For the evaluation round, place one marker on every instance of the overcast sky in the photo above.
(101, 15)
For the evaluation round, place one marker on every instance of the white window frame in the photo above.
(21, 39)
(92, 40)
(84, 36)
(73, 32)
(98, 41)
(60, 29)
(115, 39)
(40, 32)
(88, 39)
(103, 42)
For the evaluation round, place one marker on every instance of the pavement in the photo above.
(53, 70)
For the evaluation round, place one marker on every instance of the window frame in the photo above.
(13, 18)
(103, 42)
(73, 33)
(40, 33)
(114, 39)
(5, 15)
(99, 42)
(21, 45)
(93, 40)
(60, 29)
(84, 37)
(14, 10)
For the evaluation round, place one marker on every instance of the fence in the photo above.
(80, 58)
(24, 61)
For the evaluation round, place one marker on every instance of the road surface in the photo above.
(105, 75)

Task directions →
Put every line of the items above into a Markdown table with the columns Row and Text. Number the lines in order and leave out any blank ones.

In response →
| Row | Text |
|---|---|
| 1 | For the evaluation round, place one marker on every instance of the overcast sky in the photo above. |
| 2 | (101, 15) |
| 3 | For the evaluation round, place one marker on every instance of the white window frame in the photo above. |
| 4 | (21, 39) |
| 5 | (92, 40) |
| 6 | (84, 36) |
| 7 | (73, 32) |
| 8 | (98, 41) |
| 9 | (60, 29) |
| 10 | (115, 39) |
| 11 | (40, 32) |
| 12 | (88, 39) |
| 13 | (103, 42) |
| 14 | For the evaluation round, place one marker on every instance of the pavement in the photo above. |
| 15 | (53, 70) |
| 16 | For the evaluation round, place one marker on every instance of the window frame in the photo above. |
| 17 | (13, 18) |
| 18 | (103, 42) |
| 19 | (73, 33) |
| 20 | (40, 33) |
| 21 | (114, 39) |
| 22 | (5, 15) |
| 23 | (99, 42) |
| 24 | (21, 45) |
| 25 | (93, 40) |
| 26 | (60, 29) |
| 27 | (84, 37) |
| 28 | (14, 10) |
| 29 | For the evaluation round, place one marker on every instance of the fence in the photo above. |
| 30 | (80, 58) |
| 31 | (24, 61) |
| 32 | For the evaluation round, place one marker on every instance of the road surface in the photo above. |
| 33 | (105, 75) |